Point-per-instance localization data
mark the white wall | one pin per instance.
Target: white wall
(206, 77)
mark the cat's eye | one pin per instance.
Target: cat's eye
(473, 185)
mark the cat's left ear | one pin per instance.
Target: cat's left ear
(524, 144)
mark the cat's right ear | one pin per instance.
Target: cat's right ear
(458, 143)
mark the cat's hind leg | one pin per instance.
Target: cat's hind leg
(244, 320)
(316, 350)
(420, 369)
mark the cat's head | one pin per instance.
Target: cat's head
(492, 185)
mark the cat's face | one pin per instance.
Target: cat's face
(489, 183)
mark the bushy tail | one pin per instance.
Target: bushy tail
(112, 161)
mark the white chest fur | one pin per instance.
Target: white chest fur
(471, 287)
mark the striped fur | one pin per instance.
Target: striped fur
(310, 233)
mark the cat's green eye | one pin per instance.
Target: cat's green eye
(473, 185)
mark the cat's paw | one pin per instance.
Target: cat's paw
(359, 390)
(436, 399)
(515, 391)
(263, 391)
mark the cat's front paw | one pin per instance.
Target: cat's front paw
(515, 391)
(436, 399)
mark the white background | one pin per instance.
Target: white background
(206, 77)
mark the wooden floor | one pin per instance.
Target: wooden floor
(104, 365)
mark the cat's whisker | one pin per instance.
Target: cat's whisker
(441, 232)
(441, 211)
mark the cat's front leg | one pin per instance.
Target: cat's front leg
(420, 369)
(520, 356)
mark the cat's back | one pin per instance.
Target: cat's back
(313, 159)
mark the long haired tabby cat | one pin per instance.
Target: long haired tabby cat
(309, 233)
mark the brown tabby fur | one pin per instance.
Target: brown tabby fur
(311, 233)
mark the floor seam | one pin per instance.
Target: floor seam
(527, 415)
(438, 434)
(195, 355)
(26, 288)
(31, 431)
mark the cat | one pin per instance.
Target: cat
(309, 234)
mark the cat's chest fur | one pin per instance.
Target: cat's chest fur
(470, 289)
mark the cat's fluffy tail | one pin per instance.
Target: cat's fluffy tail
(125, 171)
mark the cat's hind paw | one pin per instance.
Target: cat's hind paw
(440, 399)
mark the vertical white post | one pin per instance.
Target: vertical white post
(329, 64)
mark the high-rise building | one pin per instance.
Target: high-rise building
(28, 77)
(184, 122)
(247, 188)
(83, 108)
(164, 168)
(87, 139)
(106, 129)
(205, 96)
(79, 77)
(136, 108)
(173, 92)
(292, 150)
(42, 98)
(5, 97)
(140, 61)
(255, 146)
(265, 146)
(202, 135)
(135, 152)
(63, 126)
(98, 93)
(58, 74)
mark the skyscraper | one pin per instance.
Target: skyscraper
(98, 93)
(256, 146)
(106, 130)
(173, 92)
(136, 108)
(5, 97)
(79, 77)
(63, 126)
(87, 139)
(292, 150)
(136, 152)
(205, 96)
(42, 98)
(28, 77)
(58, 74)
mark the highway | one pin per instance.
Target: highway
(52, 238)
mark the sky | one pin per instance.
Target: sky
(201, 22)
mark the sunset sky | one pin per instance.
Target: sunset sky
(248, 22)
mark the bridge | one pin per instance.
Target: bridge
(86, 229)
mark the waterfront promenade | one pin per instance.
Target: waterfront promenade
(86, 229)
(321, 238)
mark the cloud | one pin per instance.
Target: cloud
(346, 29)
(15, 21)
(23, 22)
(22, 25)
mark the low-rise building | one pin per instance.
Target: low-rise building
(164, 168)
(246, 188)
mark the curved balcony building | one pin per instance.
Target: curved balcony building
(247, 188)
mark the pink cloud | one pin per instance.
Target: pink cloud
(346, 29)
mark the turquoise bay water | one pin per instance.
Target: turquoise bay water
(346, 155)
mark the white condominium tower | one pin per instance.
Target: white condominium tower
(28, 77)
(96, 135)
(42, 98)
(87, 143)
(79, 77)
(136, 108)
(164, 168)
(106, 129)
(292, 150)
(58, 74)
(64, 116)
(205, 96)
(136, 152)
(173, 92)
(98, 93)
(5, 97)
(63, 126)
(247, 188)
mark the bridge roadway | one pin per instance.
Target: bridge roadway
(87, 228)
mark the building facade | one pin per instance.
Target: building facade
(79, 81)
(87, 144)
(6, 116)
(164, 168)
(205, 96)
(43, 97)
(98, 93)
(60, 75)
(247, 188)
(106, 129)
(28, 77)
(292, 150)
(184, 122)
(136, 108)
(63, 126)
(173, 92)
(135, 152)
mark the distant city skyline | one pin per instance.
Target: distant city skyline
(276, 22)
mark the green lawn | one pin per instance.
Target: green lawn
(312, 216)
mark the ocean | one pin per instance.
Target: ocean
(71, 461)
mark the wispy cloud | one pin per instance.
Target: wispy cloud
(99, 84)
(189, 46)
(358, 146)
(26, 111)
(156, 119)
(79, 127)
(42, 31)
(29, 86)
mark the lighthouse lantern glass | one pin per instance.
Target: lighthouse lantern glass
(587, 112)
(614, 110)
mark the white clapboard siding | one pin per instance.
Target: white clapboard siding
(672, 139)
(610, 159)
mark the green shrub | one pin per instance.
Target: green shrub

What this task involves
Across the data, pull every line containing the string "shrub".

Problem solution
mark the green shrub | one pin per instance.
Target: green shrub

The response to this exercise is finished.